→ **EXERCISE AIM**
Could you convert every line of the data below into a Markdown table with two columns, Row and Line, numbering the rows in order and leaving out any blank lines?

┌─ DATA PROVIDED

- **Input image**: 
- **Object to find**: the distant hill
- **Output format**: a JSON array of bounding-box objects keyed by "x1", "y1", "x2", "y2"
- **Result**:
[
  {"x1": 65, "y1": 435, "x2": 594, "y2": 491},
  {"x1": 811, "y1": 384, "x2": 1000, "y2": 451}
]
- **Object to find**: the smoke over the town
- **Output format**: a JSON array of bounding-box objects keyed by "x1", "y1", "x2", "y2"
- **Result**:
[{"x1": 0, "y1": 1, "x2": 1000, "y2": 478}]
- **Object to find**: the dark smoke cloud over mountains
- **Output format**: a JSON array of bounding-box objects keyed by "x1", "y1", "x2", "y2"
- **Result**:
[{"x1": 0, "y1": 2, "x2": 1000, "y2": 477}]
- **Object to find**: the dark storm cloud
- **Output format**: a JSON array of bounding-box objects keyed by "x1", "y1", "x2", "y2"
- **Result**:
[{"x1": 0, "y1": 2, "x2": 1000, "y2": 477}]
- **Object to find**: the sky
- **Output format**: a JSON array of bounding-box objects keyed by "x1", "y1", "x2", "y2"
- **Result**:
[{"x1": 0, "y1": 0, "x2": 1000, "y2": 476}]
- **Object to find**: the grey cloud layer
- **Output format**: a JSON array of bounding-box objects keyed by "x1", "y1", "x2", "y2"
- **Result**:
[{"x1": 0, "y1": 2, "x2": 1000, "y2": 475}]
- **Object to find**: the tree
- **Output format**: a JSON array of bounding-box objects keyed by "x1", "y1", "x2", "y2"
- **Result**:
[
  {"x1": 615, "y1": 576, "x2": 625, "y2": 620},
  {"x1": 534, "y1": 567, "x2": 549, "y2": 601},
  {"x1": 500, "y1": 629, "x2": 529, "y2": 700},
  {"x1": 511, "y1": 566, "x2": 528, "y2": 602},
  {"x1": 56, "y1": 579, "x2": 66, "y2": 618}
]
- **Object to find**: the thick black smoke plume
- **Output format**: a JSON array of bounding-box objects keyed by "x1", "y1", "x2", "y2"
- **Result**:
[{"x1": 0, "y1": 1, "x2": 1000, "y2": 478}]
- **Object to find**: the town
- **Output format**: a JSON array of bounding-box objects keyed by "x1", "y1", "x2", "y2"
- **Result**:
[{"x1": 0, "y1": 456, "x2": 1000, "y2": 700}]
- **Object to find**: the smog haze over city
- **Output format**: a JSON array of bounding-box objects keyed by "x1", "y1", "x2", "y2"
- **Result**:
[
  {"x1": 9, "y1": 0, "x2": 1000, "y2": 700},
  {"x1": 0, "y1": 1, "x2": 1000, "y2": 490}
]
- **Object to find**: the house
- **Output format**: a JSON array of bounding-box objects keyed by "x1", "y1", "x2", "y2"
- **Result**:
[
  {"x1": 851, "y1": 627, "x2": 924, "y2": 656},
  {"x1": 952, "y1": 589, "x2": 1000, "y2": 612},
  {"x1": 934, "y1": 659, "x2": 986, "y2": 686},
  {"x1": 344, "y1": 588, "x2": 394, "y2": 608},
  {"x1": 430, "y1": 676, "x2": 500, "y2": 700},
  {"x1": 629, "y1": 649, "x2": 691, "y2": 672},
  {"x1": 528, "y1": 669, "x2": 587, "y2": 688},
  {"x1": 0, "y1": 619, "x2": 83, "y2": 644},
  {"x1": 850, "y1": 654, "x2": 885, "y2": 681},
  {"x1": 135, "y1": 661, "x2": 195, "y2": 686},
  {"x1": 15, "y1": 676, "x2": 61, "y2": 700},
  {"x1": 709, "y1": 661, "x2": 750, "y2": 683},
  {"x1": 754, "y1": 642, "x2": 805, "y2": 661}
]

└─

→ **REPLY TO THE EXERCISE**
| Row | Line |
|---|---|
| 1 | - **Input image**:  |
| 2 | - **Object to find**: the distant hill |
| 3 | - **Output format**: a JSON array of bounding-box objects keyed by "x1", "y1", "x2", "y2" |
| 4 | - **Result**: |
| 5 | [ |
| 6 |   {"x1": 65, "y1": 435, "x2": 594, "y2": 491}, |
| 7 |   {"x1": 811, "y1": 384, "x2": 1000, "y2": 451} |
| 8 | ] |
| 9 | - **Object to find**: the smoke over the town |
| 10 | - **Output format**: a JSON array of bounding-box objects keyed by "x1", "y1", "x2", "y2" |
| 11 | - **Result**: |
| 12 | [{"x1": 0, "y1": 1, "x2": 1000, "y2": 478}] |
| 13 | - **Object to find**: the dark smoke cloud over mountains |
| 14 | - **Output format**: a JSON array of bounding-box objects keyed by "x1", "y1", "x2", "y2" |
| 15 | - **Result**: |
| 16 | [{"x1": 0, "y1": 2, "x2": 1000, "y2": 477}] |
| 17 | - **Object to find**: the dark storm cloud |
| 18 | - **Output format**: a JSON array of bounding-box objects keyed by "x1", "y1", "x2", "y2" |
| 19 | - **Result**: |
| 20 | [{"x1": 0, "y1": 2, "x2": 1000, "y2": 477}] |
| 21 | - **Object to find**: the sky |
| 22 | - **Output format**: a JSON array of bounding-box objects keyed by "x1", "y1", "x2", "y2" |
| 23 | - **Result**: |
| 24 | [{"x1": 0, "y1": 0, "x2": 1000, "y2": 476}] |
| 25 | - **Object to find**: the grey cloud layer |
| 26 | - **Output format**: a JSON array of bounding-box objects keyed by "x1", "y1", "x2", "y2" |
| 27 | - **Result**: |
| 28 | [{"x1": 0, "y1": 2, "x2": 1000, "y2": 475}] |
| 29 | - **Object to find**: the tree |
| 30 | - **Output format**: a JSON array of bounding-box objects keyed by "x1", "y1", "x2", "y2" |
| 31 | - **Result**: |
| 32 | [ |
| 33 |   {"x1": 615, "y1": 576, "x2": 625, "y2": 620}, |
| 34 |   {"x1": 534, "y1": 567, "x2": 549, "y2": 601}, |
| 35 |   {"x1": 500, "y1": 629, "x2": 529, "y2": 700}, |
| 36 |   {"x1": 511, "y1": 566, "x2": 528, "y2": 602}, |
| 37 |   {"x1": 56, "y1": 579, "x2": 66, "y2": 618} |
| 38 | ] |
| 39 | - **Object to find**: the thick black smoke plume |
| 40 | - **Output format**: a JSON array of bounding-box objects keyed by "x1", "y1", "x2", "y2" |
| 41 | - **Result**: |
| 42 | [{"x1": 0, "y1": 1, "x2": 1000, "y2": 478}] |
| 43 | - **Object to find**: the town |
| 44 | - **Output format**: a JSON array of bounding-box objects keyed by "x1", "y1", "x2", "y2" |
| 45 | - **Result**: |
| 46 | [{"x1": 0, "y1": 456, "x2": 1000, "y2": 700}] |
| 47 | - **Object to find**: the smog haze over city |
| 48 | - **Output format**: a JSON array of bounding-box objects keyed by "x1", "y1", "x2", "y2" |
| 49 | - **Result**: |
| 50 | [ |
| 51 |   {"x1": 9, "y1": 0, "x2": 1000, "y2": 700}, |
| 52 |   {"x1": 0, "y1": 1, "x2": 1000, "y2": 490} |
| 53 | ] |
| 54 | - **Object to find**: the house |
| 55 | - **Output format**: a JSON array of bounding-box objects keyed by "x1", "y1", "x2", "y2" |
| 56 | - **Result**: |
| 57 | [ |
| 58 |   {"x1": 851, "y1": 627, "x2": 924, "y2": 656}, |
| 59 |   {"x1": 952, "y1": 589, "x2": 1000, "y2": 612}, |
| 60 |   {"x1": 934, "y1": 659, "x2": 986, "y2": 686}, |
| 61 |   {"x1": 344, "y1": 588, "x2": 394, "y2": 608}, |
| 62 |   {"x1": 430, "y1": 676, "x2": 500, "y2": 700}, |
| 63 |   {"x1": 629, "y1": 649, "x2": 691, "y2": 672}, |
| 64 |   {"x1": 528, "y1": 669, "x2": 587, "y2": 688}, |
| 65 |   {"x1": 0, "y1": 619, "x2": 83, "y2": 644}, |
| 66 |   {"x1": 850, "y1": 654, "x2": 885, "y2": 681}, |
| 67 |   {"x1": 135, "y1": 661, "x2": 195, "y2": 686}, |
| 68 |   {"x1": 15, "y1": 676, "x2": 61, "y2": 700}, |
| 69 |   {"x1": 709, "y1": 661, "x2": 750, "y2": 683}, |
| 70 |   {"x1": 754, "y1": 642, "x2": 805, "y2": 661} |
| 71 | ] |